*** MATERIAL SUPPLIED Section Begins ***

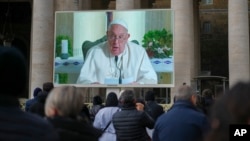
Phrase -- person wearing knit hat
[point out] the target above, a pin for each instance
(33, 100)
(152, 108)
(126, 61)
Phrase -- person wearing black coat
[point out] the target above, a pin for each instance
(129, 123)
(63, 110)
(151, 107)
(17, 125)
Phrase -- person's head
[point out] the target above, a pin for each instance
(111, 100)
(185, 92)
(140, 104)
(127, 98)
(231, 108)
(97, 100)
(64, 101)
(48, 86)
(149, 96)
(207, 93)
(13, 72)
(117, 35)
(36, 91)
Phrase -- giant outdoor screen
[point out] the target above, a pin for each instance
(76, 32)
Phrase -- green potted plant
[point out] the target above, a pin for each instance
(59, 39)
(158, 43)
(63, 77)
(159, 47)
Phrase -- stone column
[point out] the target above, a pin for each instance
(238, 37)
(183, 42)
(42, 43)
(66, 5)
(85, 4)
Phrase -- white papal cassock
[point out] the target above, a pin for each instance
(133, 65)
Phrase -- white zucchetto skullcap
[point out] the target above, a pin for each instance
(120, 22)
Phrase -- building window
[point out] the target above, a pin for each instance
(207, 2)
(207, 27)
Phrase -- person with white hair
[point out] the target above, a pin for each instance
(117, 60)
(183, 122)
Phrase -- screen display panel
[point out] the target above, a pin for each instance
(84, 41)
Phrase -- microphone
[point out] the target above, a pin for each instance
(116, 59)
(120, 77)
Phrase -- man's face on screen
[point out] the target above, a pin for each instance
(117, 39)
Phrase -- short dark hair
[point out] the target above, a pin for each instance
(127, 97)
(97, 100)
(13, 72)
(150, 96)
(111, 100)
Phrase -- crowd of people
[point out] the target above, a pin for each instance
(59, 114)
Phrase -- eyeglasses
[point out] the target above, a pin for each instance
(120, 38)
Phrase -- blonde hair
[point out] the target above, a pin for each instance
(67, 100)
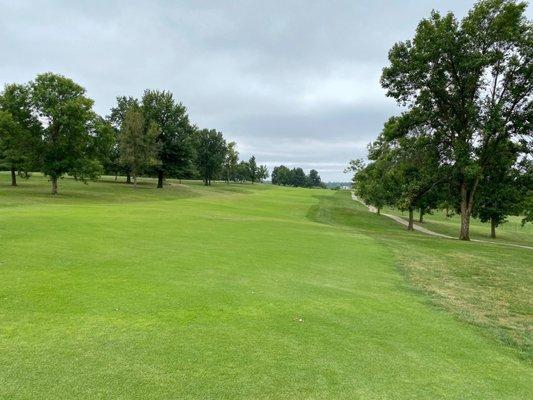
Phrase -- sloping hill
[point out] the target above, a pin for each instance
(226, 292)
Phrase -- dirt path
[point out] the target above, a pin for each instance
(421, 229)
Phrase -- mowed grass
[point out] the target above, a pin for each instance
(240, 291)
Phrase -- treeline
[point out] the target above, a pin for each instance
(464, 141)
(49, 125)
(296, 177)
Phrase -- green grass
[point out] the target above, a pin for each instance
(109, 291)
(511, 231)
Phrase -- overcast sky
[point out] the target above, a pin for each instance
(293, 82)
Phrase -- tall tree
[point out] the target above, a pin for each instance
(469, 83)
(313, 180)
(104, 145)
(242, 172)
(281, 175)
(116, 118)
(252, 164)
(20, 143)
(211, 152)
(176, 147)
(65, 113)
(231, 161)
(262, 173)
(298, 178)
(138, 144)
(503, 188)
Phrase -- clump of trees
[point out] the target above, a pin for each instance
(49, 125)
(296, 177)
(465, 138)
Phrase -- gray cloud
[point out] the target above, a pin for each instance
(294, 81)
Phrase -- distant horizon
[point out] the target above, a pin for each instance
(292, 88)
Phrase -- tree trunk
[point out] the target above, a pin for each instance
(13, 176)
(410, 226)
(54, 184)
(467, 200)
(160, 178)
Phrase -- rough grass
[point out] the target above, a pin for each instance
(107, 291)
(511, 231)
(488, 285)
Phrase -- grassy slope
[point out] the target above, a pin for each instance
(113, 292)
(485, 284)
(512, 231)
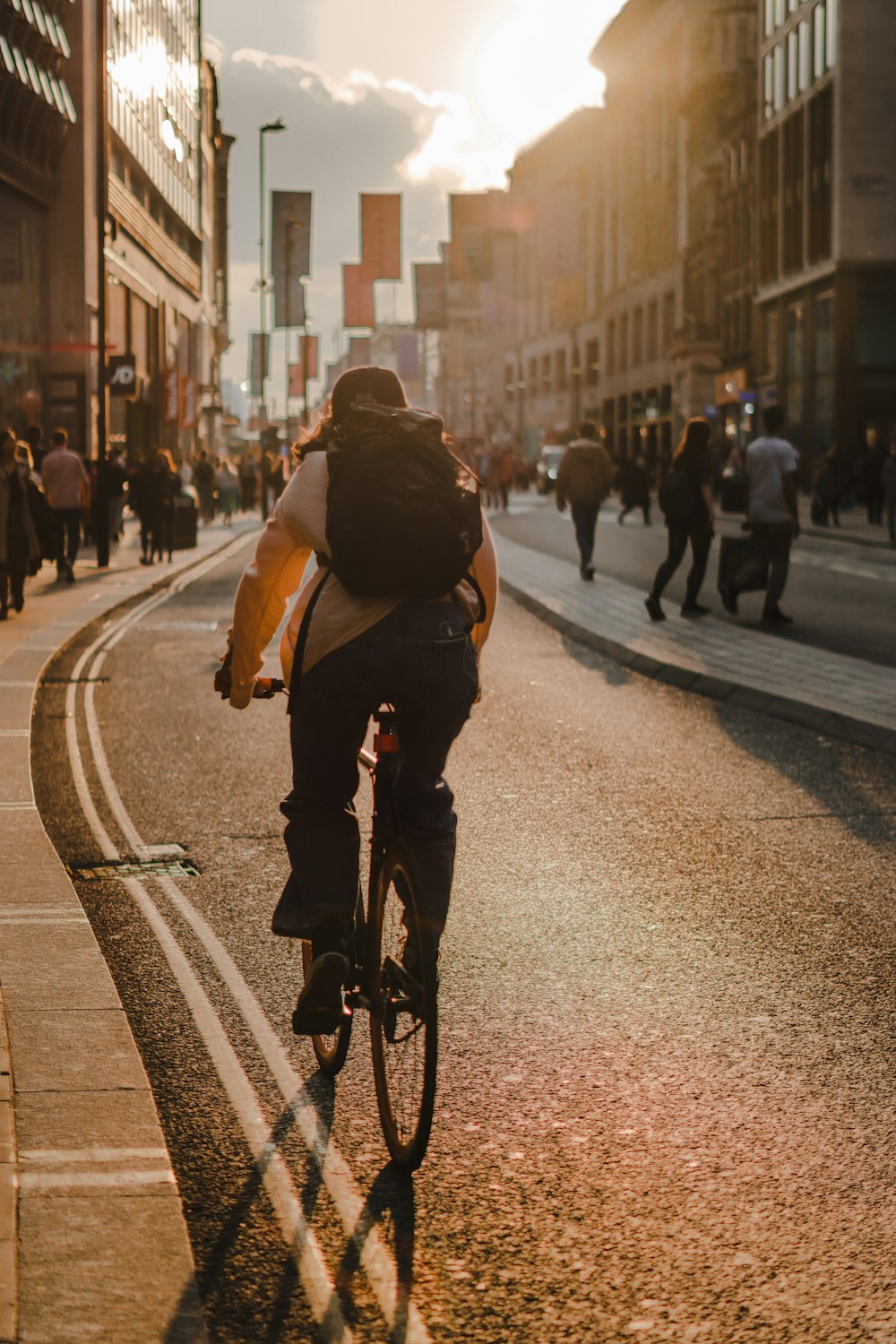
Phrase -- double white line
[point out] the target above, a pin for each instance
(317, 1282)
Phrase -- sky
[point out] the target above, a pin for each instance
(411, 96)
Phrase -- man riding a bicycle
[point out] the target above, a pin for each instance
(344, 653)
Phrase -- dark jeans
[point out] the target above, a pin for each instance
(66, 535)
(772, 546)
(584, 519)
(700, 538)
(419, 660)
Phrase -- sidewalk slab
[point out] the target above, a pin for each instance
(829, 693)
(93, 1242)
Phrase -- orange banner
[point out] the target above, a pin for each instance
(358, 289)
(382, 236)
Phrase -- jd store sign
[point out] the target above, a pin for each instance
(123, 375)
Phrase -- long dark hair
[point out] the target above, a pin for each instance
(694, 441)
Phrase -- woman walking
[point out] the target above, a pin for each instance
(692, 521)
(19, 543)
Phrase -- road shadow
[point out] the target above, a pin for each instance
(850, 784)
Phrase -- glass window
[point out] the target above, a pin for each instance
(805, 56)
(770, 88)
(820, 18)
(833, 16)
(791, 66)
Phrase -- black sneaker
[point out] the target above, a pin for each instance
(320, 1007)
(728, 599)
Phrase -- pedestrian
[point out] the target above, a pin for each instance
(204, 483)
(584, 478)
(19, 540)
(116, 478)
(634, 489)
(355, 652)
(505, 476)
(692, 521)
(874, 465)
(772, 516)
(888, 486)
(226, 491)
(67, 491)
(828, 488)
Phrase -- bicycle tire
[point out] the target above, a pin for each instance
(403, 1011)
(332, 1048)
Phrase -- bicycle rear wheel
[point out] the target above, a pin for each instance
(331, 1048)
(403, 1011)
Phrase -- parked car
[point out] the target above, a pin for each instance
(546, 468)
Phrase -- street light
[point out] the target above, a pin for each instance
(263, 273)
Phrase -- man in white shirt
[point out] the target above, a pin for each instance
(772, 515)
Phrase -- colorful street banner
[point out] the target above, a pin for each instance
(297, 373)
(382, 236)
(258, 347)
(430, 293)
(290, 254)
(358, 290)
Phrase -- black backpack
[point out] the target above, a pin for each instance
(676, 496)
(403, 516)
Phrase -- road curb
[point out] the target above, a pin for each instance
(825, 722)
(8, 1190)
(107, 1269)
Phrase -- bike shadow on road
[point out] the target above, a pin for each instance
(852, 785)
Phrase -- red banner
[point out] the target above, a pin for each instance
(358, 288)
(297, 375)
(382, 236)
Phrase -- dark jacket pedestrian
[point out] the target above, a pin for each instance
(19, 542)
(888, 487)
(694, 521)
(584, 478)
(634, 488)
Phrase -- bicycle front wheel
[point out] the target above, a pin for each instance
(403, 1011)
(331, 1048)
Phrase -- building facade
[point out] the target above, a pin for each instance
(164, 239)
(826, 185)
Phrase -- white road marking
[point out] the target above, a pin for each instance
(336, 1174)
(335, 1171)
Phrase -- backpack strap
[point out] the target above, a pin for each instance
(298, 658)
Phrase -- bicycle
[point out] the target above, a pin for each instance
(392, 960)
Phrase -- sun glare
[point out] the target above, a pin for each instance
(532, 67)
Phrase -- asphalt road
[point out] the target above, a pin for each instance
(842, 597)
(665, 1101)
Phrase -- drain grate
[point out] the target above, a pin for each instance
(107, 868)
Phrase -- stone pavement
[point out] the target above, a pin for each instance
(93, 1242)
(829, 693)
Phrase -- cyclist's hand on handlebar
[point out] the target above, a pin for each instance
(223, 676)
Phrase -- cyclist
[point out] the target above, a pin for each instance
(418, 655)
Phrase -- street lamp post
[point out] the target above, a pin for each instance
(263, 271)
(101, 503)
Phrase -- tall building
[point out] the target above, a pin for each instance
(164, 241)
(677, 244)
(38, 116)
(826, 284)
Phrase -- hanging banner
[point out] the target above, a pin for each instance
(290, 254)
(382, 236)
(297, 375)
(257, 362)
(358, 289)
(430, 293)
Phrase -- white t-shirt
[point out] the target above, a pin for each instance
(769, 460)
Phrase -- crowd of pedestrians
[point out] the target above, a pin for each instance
(48, 502)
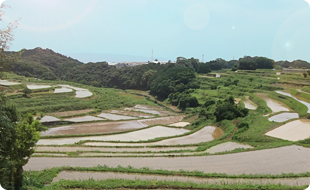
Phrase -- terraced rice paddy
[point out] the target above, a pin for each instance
(141, 135)
(249, 104)
(35, 86)
(70, 113)
(206, 134)
(94, 128)
(228, 146)
(150, 110)
(80, 92)
(292, 131)
(83, 119)
(115, 117)
(180, 124)
(274, 105)
(47, 119)
(74, 175)
(62, 90)
(130, 113)
(289, 159)
(7, 83)
(283, 117)
(289, 95)
(108, 149)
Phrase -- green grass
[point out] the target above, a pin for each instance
(300, 108)
(42, 179)
(261, 104)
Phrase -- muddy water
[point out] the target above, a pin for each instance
(249, 104)
(206, 134)
(141, 135)
(66, 175)
(292, 131)
(275, 106)
(289, 95)
(228, 146)
(106, 149)
(283, 117)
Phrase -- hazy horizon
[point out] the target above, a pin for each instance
(128, 30)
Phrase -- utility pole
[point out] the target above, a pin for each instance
(152, 56)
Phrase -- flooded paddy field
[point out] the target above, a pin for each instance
(289, 159)
(141, 135)
(249, 104)
(289, 95)
(292, 131)
(76, 175)
(155, 110)
(94, 128)
(107, 149)
(180, 124)
(228, 146)
(275, 106)
(80, 92)
(283, 117)
(62, 90)
(205, 134)
(36, 86)
(70, 113)
(115, 117)
(130, 113)
(7, 83)
(109, 127)
(47, 119)
(83, 119)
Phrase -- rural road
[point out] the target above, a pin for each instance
(289, 159)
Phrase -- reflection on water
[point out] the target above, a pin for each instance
(283, 117)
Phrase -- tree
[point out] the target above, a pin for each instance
(6, 37)
(17, 142)
(305, 75)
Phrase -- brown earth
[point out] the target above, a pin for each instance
(69, 113)
(289, 159)
(75, 175)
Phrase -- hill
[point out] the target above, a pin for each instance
(43, 63)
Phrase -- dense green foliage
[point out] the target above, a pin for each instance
(44, 64)
(249, 63)
(18, 137)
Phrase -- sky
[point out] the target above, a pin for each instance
(128, 30)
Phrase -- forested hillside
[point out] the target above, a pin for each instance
(43, 63)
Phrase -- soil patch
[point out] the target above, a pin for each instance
(141, 135)
(70, 113)
(275, 106)
(292, 131)
(69, 175)
(115, 117)
(206, 134)
(83, 119)
(228, 146)
(283, 117)
(289, 159)
(249, 104)
(106, 149)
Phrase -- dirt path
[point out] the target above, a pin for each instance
(66, 175)
(105, 149)
(289, 159)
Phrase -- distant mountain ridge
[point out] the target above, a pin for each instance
(43, 63)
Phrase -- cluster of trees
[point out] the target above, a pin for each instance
(18, 137)
(221, 110)
(252, 63)
(298, 64)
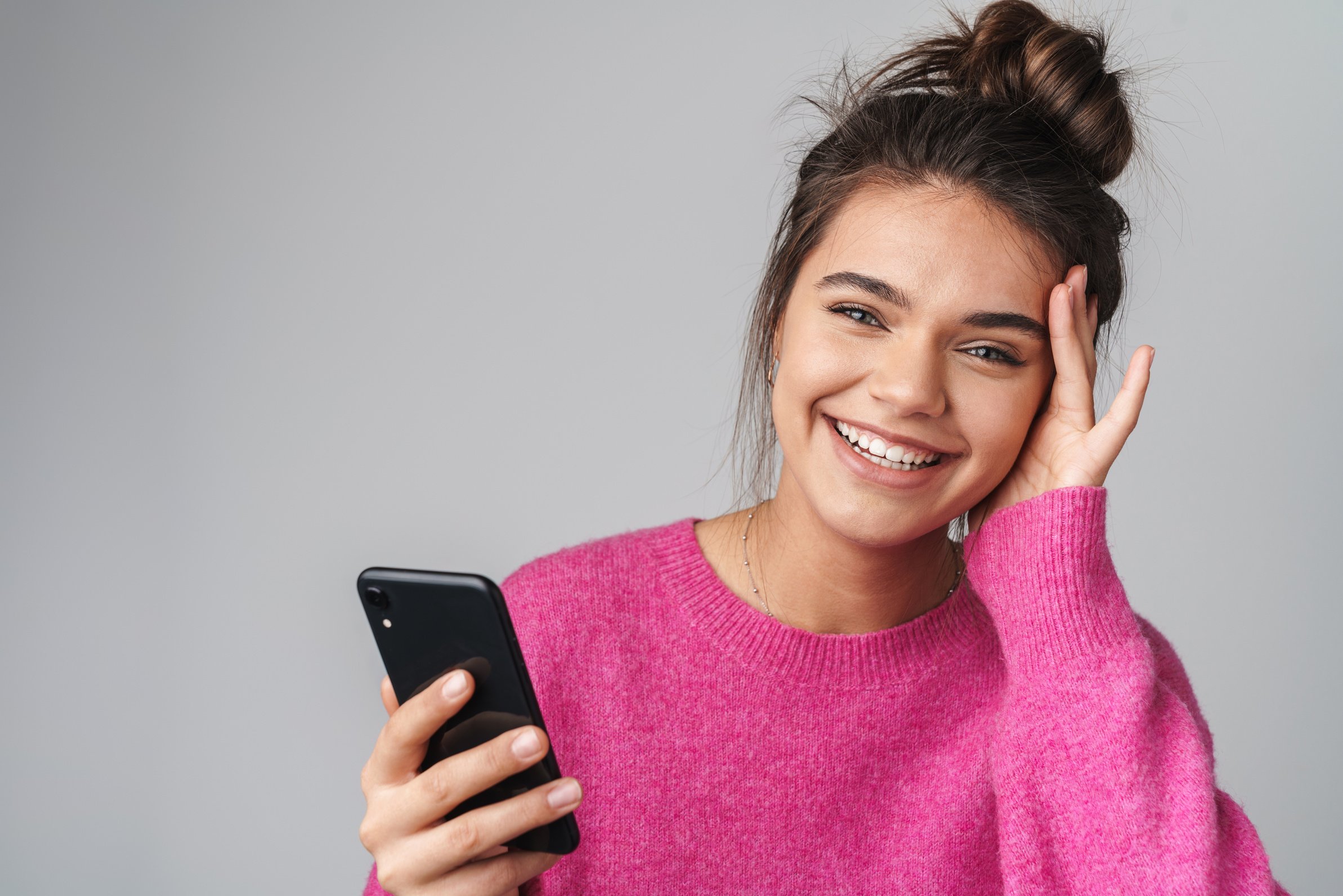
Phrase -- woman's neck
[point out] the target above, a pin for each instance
(818, 581)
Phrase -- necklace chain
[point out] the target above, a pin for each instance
(746, 562)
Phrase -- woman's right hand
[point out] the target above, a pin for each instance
(418, 852)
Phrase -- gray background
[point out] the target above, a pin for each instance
(293, 290)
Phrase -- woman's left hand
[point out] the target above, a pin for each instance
(1067, 445)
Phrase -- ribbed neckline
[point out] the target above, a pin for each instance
(869, 660)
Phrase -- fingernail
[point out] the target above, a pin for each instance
(527, 745)
(456, 686)
(565, 796)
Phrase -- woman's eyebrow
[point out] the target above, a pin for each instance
(895, 296)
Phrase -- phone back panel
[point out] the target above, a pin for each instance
(434, 622)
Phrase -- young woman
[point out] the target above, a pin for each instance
(829, 692)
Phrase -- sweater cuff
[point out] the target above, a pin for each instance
(1042, 568)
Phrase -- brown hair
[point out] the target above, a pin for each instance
(1017, 110)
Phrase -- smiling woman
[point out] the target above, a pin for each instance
(906, 664)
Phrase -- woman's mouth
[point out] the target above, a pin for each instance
(875, 450)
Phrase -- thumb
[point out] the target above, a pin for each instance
(388, 696)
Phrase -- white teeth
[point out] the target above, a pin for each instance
(889, 456)
(875, 449)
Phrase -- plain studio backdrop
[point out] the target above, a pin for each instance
(292, 290)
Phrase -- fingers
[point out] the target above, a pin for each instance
(403, 741)
(464, 840)
(1072, 391)
(496, 875)
(1112, 430)
(454, 779)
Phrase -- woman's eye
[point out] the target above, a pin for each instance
(994, 353)
(856, 313)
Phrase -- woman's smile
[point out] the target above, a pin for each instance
(857, 456)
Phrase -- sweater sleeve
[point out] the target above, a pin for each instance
(1102, 762)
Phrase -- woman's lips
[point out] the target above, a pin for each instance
(891, 477)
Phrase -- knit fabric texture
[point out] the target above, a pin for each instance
(1032, 734)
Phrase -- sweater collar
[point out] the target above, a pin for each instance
(871, 660)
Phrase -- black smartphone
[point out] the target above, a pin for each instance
(427, 624)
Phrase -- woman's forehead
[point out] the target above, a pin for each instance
(931, 242)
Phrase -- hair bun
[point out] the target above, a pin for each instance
(1020, 57)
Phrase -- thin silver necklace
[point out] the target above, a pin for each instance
(746, 562)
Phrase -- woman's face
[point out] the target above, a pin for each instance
(919, 319)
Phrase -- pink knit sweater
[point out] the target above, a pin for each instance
(1029, 735)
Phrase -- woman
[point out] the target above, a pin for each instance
(827, 692)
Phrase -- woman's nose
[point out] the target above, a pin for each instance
(910, 378)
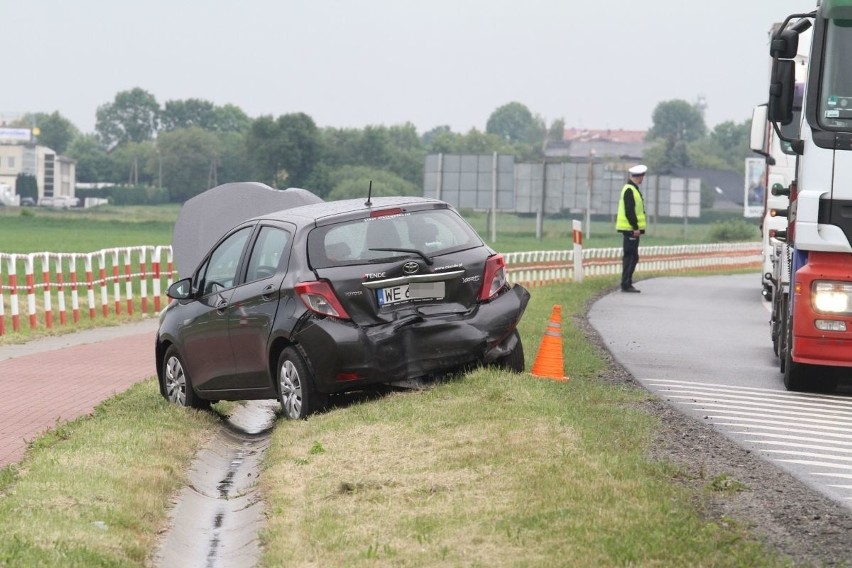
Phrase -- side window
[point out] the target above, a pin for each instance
(221, 270)
(269, 248)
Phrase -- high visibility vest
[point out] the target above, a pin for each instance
(621, 223)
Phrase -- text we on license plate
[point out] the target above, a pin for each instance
(413, 291)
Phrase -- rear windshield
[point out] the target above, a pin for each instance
(432, 232)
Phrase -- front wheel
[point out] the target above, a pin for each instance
(296, 391)
(175, 384)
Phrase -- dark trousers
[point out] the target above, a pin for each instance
(629, 260)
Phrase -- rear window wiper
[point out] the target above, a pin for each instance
(428, 260)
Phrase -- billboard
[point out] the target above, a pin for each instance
(755, 187)
(15, 135)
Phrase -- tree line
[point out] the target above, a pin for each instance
(188, 146)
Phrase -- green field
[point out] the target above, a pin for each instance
(44, 230)
(38, 229)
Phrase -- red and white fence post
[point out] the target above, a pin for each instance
(577, 233)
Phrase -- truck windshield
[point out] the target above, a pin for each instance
(835, 112)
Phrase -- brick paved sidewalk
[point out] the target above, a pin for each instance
(61, 378)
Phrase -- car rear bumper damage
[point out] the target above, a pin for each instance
(345, 356)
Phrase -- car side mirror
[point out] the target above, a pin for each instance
(180, 290)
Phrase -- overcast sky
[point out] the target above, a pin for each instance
(352, 63)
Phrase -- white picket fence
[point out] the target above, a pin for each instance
(70, 286)
(105, 279)
(538, 268)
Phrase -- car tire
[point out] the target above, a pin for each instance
(296, 391)
(175, 384)
(514, 359)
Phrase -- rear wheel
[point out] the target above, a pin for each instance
(296, 390)
(175, 384)
(514, 359)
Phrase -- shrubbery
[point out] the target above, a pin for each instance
(127, 195)
(735, 230)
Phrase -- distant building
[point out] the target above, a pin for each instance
(55, 175)
(581, 143)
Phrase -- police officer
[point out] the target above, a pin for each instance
(631, 223)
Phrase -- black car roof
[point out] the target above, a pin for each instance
(335, 211)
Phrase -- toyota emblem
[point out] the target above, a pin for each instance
(410, 267)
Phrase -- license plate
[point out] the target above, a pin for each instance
(408, 292)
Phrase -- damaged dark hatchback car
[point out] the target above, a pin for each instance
(337, 296)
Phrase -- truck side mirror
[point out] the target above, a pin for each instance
(785, 45)
(781, 90)
(757, 138)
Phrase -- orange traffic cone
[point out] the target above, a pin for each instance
(549, 363)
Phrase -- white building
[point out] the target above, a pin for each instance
(55, 175)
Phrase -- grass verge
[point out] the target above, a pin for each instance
(95, 491)
(486, 469)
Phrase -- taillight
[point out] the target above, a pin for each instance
(319, 298)
(494, 278)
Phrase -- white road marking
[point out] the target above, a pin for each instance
(809, 430)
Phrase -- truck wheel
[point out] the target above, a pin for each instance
(782, 333)
(794, 373)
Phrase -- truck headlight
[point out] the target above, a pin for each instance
(832, 297)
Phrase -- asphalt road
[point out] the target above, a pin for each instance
(702, 344)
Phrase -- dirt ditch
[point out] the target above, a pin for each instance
(216, 518)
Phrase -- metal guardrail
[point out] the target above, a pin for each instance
(104, 282)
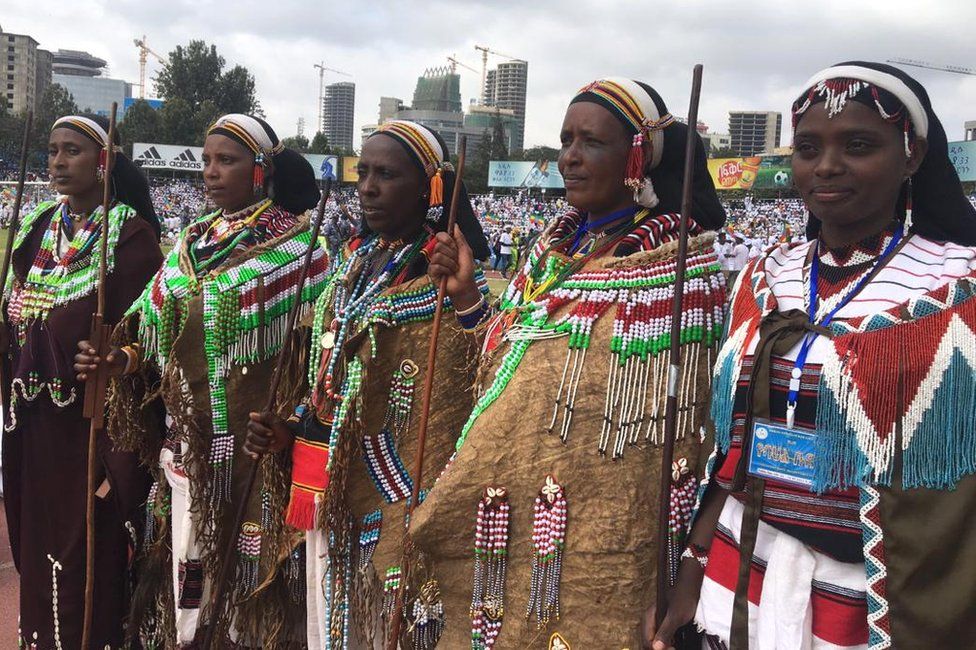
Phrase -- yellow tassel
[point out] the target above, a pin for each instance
(436, 189)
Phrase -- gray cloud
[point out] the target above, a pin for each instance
(756, 53)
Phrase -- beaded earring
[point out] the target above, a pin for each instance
(426, 618)
(549, 541)
(490, 565)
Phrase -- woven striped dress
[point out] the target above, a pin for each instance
(873, 392)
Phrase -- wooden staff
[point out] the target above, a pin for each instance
(674, 361)
(8, 250)
(229, 559)
(418, 471)
(94, 407)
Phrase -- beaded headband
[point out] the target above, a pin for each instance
(423, 145)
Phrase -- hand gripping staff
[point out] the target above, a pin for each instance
(94, 408)
(9, 249)
(674, 361)
(228, 561)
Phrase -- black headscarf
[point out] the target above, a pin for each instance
(129, 184)
(467, 222)
(293, 184)
(667, 176)
(940, 209)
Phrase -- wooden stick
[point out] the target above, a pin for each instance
(418, 471)
(674, 361)
(8, 250)
(94, 408)
(229, 559)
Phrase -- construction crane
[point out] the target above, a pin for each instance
(485, 51)
(144, 52)
(956, 69)
(455, 63)
(322, 70)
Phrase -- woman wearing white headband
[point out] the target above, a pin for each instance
(555, 475)
(839, 512)
(204, 337)
(51, 294)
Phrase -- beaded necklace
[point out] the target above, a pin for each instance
(245, 314)
(350, 307)
(52, 280)
(549, 541)
(490, 567)
(641, 333)
(228, 233)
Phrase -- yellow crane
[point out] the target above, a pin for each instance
(322, 70)
(144, 52)
(485, 51)
(957, 69)
(455, 63)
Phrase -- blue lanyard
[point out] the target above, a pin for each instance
(585, 226)
(801, 358)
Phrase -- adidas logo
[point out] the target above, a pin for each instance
(186, 160)
(151, 158)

*** MATERIAL SUPPLIED Section Ends ***

TASK DETAILS →
Copy out all lines above that include the string "wheel".

ANSWER SPACE →
Phrase -- bicycle rear wheel
Phrase -- bicycle front wheel
Phrase -- front wheel
Phrase -- rear wheel
Phrase -- truck wheel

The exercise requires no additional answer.